_TEXT EXCERPT_
+===+

What terrific views of downtown San Diego. We pass the Convention Center, the Maritime Museum complete with its ships and aircraft carrier. We pass the Disney cruise ship, then round the bay near the airport, flights coming and going and adding to the color and cacophony of it all. The harbor is alive… lots of boating activity on this Labor Day weekend Saturday.
I had a really good time getting to know James. He has an infectious laugh and loves his new work/life balance at the helm of Sunwater Marine. He describes it as a nautical transportation company with a keen focus on spreading the benefits of renewable energy and electric propulsion to sea dwellers. James is my kind of guy… a renaissance man for sure, with many interests and capabilities. We hit it off.
His story of moving from energy efficiency and solar to the Ramblin’ Rose is a good one: During the pandemic, and while holed up in his Colorado mountain home, he searched the ads in Yachting Magazine. A sailor for all of his life, he wasn’t naive about boats. And there it was… an ad for the Ramblin’ Rose. It was, and still is, a charter catamaran docked at the Coronado Yacht Club. James bought the 2015 Leopard 40 catamaran site unseen, and prepared it for charter and as the anchor for his new company.

+===+

_GIVEN INFORMATION_
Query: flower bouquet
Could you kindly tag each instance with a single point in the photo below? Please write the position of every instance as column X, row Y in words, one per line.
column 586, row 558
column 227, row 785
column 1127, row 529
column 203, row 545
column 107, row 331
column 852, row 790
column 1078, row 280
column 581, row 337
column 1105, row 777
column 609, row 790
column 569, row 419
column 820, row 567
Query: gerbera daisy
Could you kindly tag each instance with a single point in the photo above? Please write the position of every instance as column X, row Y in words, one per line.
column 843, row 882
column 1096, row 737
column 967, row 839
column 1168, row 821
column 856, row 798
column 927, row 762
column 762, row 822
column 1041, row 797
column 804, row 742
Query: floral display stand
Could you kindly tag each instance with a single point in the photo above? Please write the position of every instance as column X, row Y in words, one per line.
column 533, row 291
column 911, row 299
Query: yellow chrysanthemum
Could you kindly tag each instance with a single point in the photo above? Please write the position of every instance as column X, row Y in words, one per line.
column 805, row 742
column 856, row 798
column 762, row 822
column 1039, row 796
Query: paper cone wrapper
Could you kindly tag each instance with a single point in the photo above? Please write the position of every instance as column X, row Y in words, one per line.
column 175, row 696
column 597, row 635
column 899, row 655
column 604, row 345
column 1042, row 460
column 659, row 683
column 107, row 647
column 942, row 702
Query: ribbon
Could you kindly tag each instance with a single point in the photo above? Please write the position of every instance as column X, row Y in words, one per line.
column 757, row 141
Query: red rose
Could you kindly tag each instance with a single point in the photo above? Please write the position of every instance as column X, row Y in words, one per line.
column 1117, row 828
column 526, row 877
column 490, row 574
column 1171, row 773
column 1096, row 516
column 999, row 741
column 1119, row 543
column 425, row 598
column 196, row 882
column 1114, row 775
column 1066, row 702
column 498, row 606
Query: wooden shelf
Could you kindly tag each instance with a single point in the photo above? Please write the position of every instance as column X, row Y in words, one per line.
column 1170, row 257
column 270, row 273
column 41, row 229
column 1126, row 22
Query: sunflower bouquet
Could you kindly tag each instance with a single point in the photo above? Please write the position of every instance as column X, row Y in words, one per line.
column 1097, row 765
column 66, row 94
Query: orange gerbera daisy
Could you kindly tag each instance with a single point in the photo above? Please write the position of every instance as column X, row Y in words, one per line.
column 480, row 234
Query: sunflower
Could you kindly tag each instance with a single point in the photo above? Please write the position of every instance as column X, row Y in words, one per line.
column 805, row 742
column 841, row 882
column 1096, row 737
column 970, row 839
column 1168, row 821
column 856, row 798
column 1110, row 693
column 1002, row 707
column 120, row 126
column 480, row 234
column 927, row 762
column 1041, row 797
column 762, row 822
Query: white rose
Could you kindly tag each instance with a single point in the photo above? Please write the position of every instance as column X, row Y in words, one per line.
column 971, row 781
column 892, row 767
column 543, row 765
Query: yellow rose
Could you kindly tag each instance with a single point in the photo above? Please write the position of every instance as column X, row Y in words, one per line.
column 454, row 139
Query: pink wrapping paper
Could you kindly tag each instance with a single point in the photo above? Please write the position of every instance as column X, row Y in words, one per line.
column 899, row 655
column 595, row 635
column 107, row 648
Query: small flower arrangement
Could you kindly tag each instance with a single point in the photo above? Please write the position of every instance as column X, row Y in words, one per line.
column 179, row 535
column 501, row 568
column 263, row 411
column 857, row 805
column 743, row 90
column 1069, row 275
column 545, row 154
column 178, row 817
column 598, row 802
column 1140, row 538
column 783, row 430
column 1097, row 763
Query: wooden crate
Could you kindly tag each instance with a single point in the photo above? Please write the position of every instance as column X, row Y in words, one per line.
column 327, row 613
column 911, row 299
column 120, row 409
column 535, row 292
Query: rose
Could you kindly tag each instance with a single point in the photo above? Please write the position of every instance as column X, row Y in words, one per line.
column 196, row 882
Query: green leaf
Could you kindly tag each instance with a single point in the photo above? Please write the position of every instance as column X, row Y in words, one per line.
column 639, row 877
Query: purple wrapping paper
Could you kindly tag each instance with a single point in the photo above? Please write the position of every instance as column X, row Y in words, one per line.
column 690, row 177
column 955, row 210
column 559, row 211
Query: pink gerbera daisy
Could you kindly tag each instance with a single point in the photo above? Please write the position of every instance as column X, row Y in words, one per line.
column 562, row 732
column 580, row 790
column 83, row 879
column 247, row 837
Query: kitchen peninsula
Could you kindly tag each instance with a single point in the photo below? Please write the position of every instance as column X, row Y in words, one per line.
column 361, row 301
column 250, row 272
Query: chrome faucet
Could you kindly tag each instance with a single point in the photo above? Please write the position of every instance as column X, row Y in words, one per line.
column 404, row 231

+===+

_TASKS TO COMPLETE_
[1] Condense the paragraph of the harbor cruise account beginning "His story of moving from energy efficiency" to three sentences or fewer, keeping its main facts.
[2] Resume the harbor cruise account after its final sentence, extending it with a few more sentences in the same voice.

_ANSWERS TO THE TASKS_
[1] During the pandemic, while staying at his Colorado mountain home, lifelong sailor James moved from energy efficiency and solar toward boating by searching the ads in Yachting Magazine and finding one for the Ramblin' Rose, a charter catamaran docked at the Coronado Yacht Club. He bought the 2015 Leopard 40 catamaran without seeing it. He then prepared it for charter and as the anchor of his new company.

[2]
James initially planned to add more solar panels, but then he began to learn about electric propulsion and how that might work on the Ramblin’ Rose. This excites him. James is handy and retrofitted the boat with lots more solar, tucked battery banks in the hold, and installed the electric motors, their controllers, and propeller shafts. He converted the Ramblin’ Rose into a hybrid sailboat.
We’re all used to the notion of hybrid cars. They have two sources of propulsion energy. Hybrid buildings is a somewhat more obscure concept that we have reported on here at EcoNet News. They use battery banks to provide an alternate source of power during peak periods. Now this… a hybrid sailboat. It primarily is a sailboat, relying on Mother Nature’s gusts of wind. It also has solar panels on board that charge battery banks that power Oceanvolt electric motors.
While catamarans are certainly not sleek sailing vessels, they are perfect for entertaining. They’re also quite perfect for solar. The catamaran provides lots of roof space for solar panels. Jim equipped the boat with Sunflare CIGS panels because they are flexible and durable and because they operate individually given a bypass diode on each panel. That’s important as the sails are always shading something. How durable? You can walk on them.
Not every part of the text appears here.